Pull out every line of the data below that contains the string "marina". Matching is case-sensitive, so treat uppercase and lowercase letters as different.

** Start of The input **

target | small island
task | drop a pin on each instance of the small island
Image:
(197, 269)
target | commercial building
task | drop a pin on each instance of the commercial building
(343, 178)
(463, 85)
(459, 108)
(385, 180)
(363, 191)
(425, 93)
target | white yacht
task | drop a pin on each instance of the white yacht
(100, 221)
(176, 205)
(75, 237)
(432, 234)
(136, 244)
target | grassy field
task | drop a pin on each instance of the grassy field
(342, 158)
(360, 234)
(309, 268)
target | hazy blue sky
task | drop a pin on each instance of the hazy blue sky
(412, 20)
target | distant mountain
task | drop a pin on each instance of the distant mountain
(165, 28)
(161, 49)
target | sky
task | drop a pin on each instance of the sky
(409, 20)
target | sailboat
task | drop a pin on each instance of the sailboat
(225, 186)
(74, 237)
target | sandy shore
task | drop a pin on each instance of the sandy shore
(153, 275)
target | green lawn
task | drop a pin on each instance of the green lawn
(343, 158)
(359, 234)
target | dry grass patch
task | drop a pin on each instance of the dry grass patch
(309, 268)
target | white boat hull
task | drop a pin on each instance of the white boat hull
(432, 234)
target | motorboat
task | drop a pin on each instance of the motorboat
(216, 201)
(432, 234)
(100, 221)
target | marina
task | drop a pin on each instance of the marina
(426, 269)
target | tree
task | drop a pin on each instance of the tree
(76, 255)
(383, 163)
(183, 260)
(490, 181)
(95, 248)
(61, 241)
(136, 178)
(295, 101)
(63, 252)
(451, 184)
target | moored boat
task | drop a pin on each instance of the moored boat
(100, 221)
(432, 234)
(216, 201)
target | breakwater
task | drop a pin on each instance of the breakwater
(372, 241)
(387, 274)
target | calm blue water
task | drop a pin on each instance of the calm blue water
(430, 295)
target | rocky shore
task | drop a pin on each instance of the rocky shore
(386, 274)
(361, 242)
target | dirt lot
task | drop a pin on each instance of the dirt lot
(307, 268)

** End of The input **
** Start of The input **

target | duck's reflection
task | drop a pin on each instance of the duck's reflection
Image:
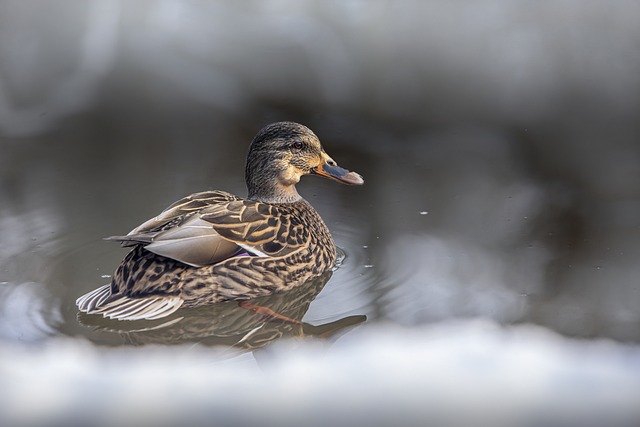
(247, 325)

** End of The input **
** Start of The input **

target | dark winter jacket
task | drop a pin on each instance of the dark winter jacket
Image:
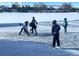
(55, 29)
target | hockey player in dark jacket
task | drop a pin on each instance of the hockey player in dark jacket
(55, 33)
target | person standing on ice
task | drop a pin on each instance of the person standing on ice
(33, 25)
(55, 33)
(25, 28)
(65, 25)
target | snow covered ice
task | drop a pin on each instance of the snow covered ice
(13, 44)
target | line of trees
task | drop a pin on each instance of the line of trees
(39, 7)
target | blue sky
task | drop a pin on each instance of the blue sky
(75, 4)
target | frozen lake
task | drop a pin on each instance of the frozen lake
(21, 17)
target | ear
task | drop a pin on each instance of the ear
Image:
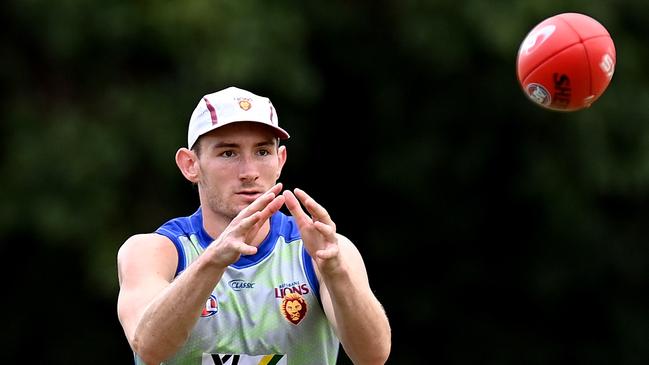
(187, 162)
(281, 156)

** End of The input **

**The reply**
target | marina
task | drop a pin on each instance of the marina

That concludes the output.